=== RECORD EXCERPTS ===

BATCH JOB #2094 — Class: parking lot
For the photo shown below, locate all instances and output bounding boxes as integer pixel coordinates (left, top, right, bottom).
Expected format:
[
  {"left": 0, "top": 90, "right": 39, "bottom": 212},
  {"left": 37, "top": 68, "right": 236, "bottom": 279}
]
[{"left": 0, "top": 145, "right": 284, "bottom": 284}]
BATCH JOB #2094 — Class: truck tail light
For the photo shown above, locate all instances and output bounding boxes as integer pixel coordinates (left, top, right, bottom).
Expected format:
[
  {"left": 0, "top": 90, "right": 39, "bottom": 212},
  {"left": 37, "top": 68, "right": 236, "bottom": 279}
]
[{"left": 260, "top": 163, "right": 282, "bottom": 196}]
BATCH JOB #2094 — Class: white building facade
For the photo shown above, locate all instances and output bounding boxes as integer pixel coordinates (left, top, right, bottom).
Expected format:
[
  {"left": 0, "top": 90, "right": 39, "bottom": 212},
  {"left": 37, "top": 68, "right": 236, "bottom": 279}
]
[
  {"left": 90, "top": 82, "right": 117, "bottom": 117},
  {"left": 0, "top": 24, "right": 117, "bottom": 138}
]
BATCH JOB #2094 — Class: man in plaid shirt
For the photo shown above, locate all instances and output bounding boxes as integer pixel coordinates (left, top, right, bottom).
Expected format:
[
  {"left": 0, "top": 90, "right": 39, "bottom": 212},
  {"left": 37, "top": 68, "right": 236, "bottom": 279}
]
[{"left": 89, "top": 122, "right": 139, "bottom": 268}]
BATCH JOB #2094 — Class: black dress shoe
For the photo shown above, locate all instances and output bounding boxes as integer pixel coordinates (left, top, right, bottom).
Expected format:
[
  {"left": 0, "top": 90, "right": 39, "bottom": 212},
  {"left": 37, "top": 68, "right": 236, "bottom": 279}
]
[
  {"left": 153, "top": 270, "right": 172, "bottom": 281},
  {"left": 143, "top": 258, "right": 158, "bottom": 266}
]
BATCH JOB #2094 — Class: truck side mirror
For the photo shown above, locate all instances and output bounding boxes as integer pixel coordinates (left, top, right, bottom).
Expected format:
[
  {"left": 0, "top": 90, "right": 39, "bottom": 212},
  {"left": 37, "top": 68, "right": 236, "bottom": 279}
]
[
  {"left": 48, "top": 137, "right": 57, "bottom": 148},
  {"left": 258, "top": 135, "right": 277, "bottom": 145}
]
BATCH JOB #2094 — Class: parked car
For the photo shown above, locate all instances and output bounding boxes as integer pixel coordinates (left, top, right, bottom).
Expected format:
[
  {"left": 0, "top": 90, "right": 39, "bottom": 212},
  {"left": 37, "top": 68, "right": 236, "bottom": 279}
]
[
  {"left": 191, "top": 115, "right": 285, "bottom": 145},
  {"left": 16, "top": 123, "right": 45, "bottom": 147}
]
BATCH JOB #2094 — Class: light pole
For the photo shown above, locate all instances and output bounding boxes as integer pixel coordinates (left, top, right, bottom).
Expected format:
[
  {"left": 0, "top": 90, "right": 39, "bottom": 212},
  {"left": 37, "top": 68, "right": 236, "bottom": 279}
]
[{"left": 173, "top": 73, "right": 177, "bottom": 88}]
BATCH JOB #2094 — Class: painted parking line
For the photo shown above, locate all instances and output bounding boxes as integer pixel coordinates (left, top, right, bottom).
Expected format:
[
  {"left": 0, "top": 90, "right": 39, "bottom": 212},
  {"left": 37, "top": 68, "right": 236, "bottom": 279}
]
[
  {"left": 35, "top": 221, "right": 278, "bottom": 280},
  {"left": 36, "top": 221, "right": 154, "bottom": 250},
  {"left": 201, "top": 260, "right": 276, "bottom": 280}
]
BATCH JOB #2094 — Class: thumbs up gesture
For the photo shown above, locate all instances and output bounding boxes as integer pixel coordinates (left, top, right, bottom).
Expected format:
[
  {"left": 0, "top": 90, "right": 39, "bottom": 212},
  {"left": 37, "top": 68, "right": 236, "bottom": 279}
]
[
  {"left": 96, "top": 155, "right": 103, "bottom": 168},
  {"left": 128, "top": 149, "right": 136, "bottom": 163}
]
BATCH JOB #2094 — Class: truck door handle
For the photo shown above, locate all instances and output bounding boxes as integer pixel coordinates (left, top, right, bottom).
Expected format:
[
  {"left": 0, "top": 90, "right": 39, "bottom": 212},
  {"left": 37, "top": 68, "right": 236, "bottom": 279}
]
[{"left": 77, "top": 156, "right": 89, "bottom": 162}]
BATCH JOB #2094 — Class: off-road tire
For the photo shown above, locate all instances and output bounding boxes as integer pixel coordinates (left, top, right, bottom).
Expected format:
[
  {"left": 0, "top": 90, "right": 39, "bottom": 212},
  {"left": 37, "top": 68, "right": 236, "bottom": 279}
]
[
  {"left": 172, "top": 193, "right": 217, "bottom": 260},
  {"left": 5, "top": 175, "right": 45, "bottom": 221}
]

=== WHAT THIS TASK INVOLVES ===
Output all of the material, please, exactly as it stands.

=== RESPONSE FOR THIS EXERCISE ===
BATCH JOB #2094 — Class: parking lot
For the photo shown below, locate all instances and output bounding boxes as integer pixel coordinates (left, top, right, bottom).
Expected format:
[
  {"left": 0, "top": 90, "right": 39, "bottom": 212},
  {"left": 37, "top": 68, "right": 236, "bottom": 279}
]
[{"left": 0, "top": 145, "right": 284, "bottom": 284}]
BATCH JOB #2094 — Class: truck tail light
For the photo shown above, locate all instances and output bounding boxes as integer pixel coordinates (left, top, right, bottom).
Expected format:
[
  {"left": 0, "top": 90, "right": 39, "bottom": 212},
  {"left": 37, "top": 68, "right": 236, "bottom": 279}
]
[{"left": 260, "top": 163, "right": 282, "bottom": 196}]
BATCH JOB #2094 — Class: white building facade
For the photo shown above, locate all instances and output bounding boxes as integer pixel coordinates (left, top, right, bottom).
Expected format:
[
  {"left": 0, "top": 90, "right": 39, "bottom": 212},
  {"left": 37, "top": 68, "right": 236, "bottom": 279}
]
[
  {"left": 90, "top": 82, "right": 117, "bottom": 117},
  {"left": 0, "top": 24, "right": 117, "bottom": 138}
]
BATCH JOB #2094 — Class: man in plaid shirt
For the photo shown above, locate all instances and output bounding boxes as integer pixel coordinates (left, top, right, bottom).
Expected format:
[
  {"left": 0, "top": 90, "right": 39, "bottom": 212},
  {"left": 37, "top": 68, "right": 236, "bottom": 279}
]
[{"left": 89, "top": 122, "right": 139, "bottom": 268}]
BATCH JOB #2094 — Class: black dress shoe
For the photo shown above, locate all instances and output bounding boxes as integer pixel coordinates (left, top, right, bottom).
Expected format:
[
  {"left": 0, "top": 90, "right": 39, "bottom": 212},
  {"left": 37, "top": 68, "right": 236, "bottom": 279}
]
[
  {"left": 153, "top": 270, "right": 172, "bottom": 281},
  {"left": 143, "top": 258, "right": 158, "bottom": 266}
]
BATCH JOB #2094 — Class: truck side mirror
For the photo shown above, locate all instances and output bounding boxes as integer pixel coordinates (left, top, right, bottom).
Expected format:
[
  {"left": 0, "top": 90, "right": 39, "bottom": 212},
  {"left": 37, "top": 68, "right": 236, "bottom": 279}
]
[
  {"left": 48, "top": 137, "right": 57, "bottom": 148},
  {"left": 258, "top": 135, "right": 277, "bottom": 145}
]
BATCH JOB #2094 — Class: parked car
For the photo shown above, locate all instances and output bounding boxes as integer pixel coordinates (left, top, right, bottom).
Expected format:
[
  {"left": 0, "top": 90, "right": 39, "bottom": 212},
  {"left": 37, "top": 68, "right": 236, "bottom": 279}
]
[
  {"left": 191, "top": 115, "right": 285, "bottom": 145},
  {"left": 16, "top": 123, "right": 45, "bottom": 147}
]
BATCH JOB #2094 — Class: light pole
For the photo shown above, locate all instances and output bounding boxes as integer pixel coordinates (left, top, right, bottom).
Expected format:
[
  {"left": 0, "top": 90, "right": 39, "bottom": 212},
  {"left": 37, "top": 68, "right": 236, "bottom": 279}
]
[{"left": 173, "top": 73, "right": 177, "bottom": 88}]
BATCH JOB #2094 — Class: painted parking line
For the photo shown above, locate all instances and output bounding boxes as integer pixel coordinates (left, top, right, bottom).
Expected format:
[
  {"left": 0, "top": 90, "right": 39, "bottom": 212},
  {"left": 37, "top": 68, "right": 236, "bottom": 279}
]
[
  {"left": 35, "top": 221, "right": 278, "bottom": 280},
  {"left": 36, "top": 221, "right": 154, "bottom": 250},
  {"left": 201, "top": 260, "right": 276, "bottom": 280}
]
BATCH JOB #2094 — Class: thumbs up gesture
For the photo shown above, locate all instances and output bounding boxes as integer pixel coordinates (left, top, right, bottom).
Expected format:
[
  {"left": 0, "top": 90, "right": 39, "bottom": 212},
  {"left": 37, "top": 68, "right": 236, "bottom": 279}
]
[
  {"left": 96, "top": 155, "right": 103, "bottom": 168},
  {"left": 128, "top": 149, "right": 136, "bottom": 163}
]
BATCH JOB #2094 — Class: truck door handle
For the photo shown above, locate all instances and output bounding boxes as integer pixel coordinates (left, top, right, bottom).
Expected format:
[
  {"left": 0, "top": 90, "right": 39, "bottom": 212},
  {"left": 37, "top": 68, "right": 236, "bottom": 279}
]
[{"left": 77, "top": 156, "right": 89, "bottom": 162}]
BATCH JOB #2094 — Class: off-road tire
For the photo shown above, locate all instances and output bounding boxes as integer pixel coordinates (left, top, right, bottom).
Expected format:
[
  {"left": 0, "top": 90, "right": 39, "bottom": 212},
  {"left": 37, "top": 68, "right": 236, "bottom": 279}
]
[
  {"left": 172, "top": 193, "right": 217, "bottom": 260},
  {"left": 5, "top": 175, "right": 45, "bottom": 221}
]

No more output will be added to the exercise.